With continuing reference to Figures 4-6, the facility 200 can include a spine structure 210 supported on a seabed 102 and elevated above a surface 104 of the water. The spine structure 210 may also include a platform 212 that supports a plurality of facilities and equipment, designated generally as reference numeral 250. In some embodiments, the platform 212 may also be attached to the spine structure 210 and supported on the seabed 102. A floating breakwater 140 may be located around the floating storage modules 400. One or more jetties 214 that facilitate the docking of one or more ships 118 may be connected to the platform 212. The facility 200 may also include a plurality of floating storage modules 400. In this embodiment, the floating modules 400 are all aligned perpendicularly to the spine structure 210, which is perpendicular to the jetty 214. It is understood that other alignments are also possible.

The spine structure 210, platform 212 and jetty 214 may be supported on the seabed 102 using, by way of example and not limitation, a plurality of pile jackets 220. The floating storage modules 400 and floating breakwater 140 may be held laterally in place with respect to each other using a plurality of mooring dolphins 222. The mooring dolphins 222 allow the floating modules 400 to move freely in a vertical

direction with respect to each other due to tidal variations and different floating heights based on the weight of the stored product. One or more mooring arms 226 may be also attached to one or more caps 224 on top of the mooring dolphins 222 to restrain the modules 400 in a lateral direction. A plurality of rubber fenders 228 may be attached to the mooring dolphins 222 and mooring arms 226 to absorb the horizontal force as the modules 400 move horizontally due to wind and wave action. A plurality of flexible hose towers 206 for pumping fuel into and out of the floating storage modules 400 may be strategically placed along the spine structure 210.

(Stored data):
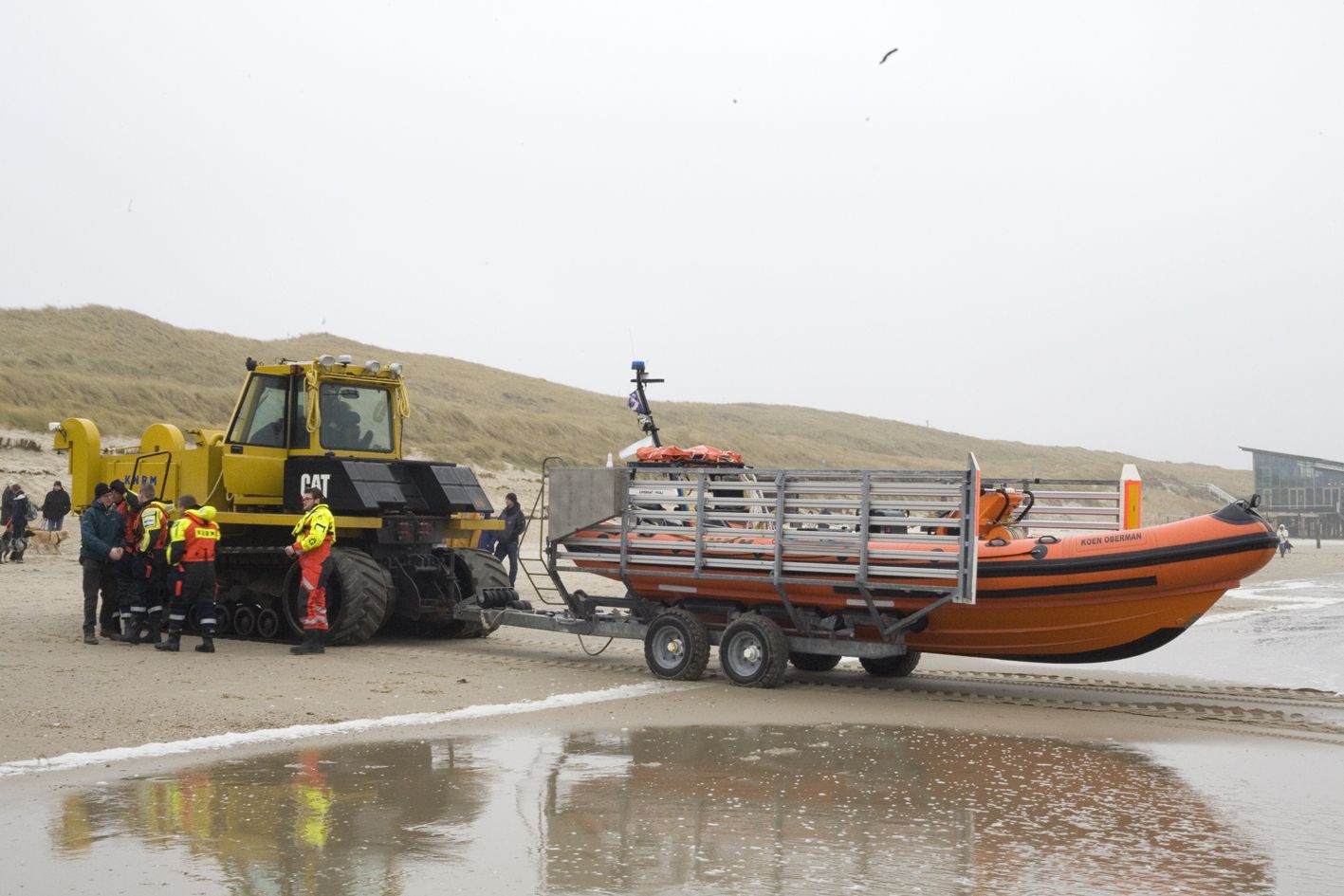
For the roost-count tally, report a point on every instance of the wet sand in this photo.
(1179, 776)
(64, 696)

(What you have to do): According to the offshore facility text, what holds the floating storage modules and the floating breakwater laterally in place with respect to each other?

(In response): A plurality of mooring dolphins.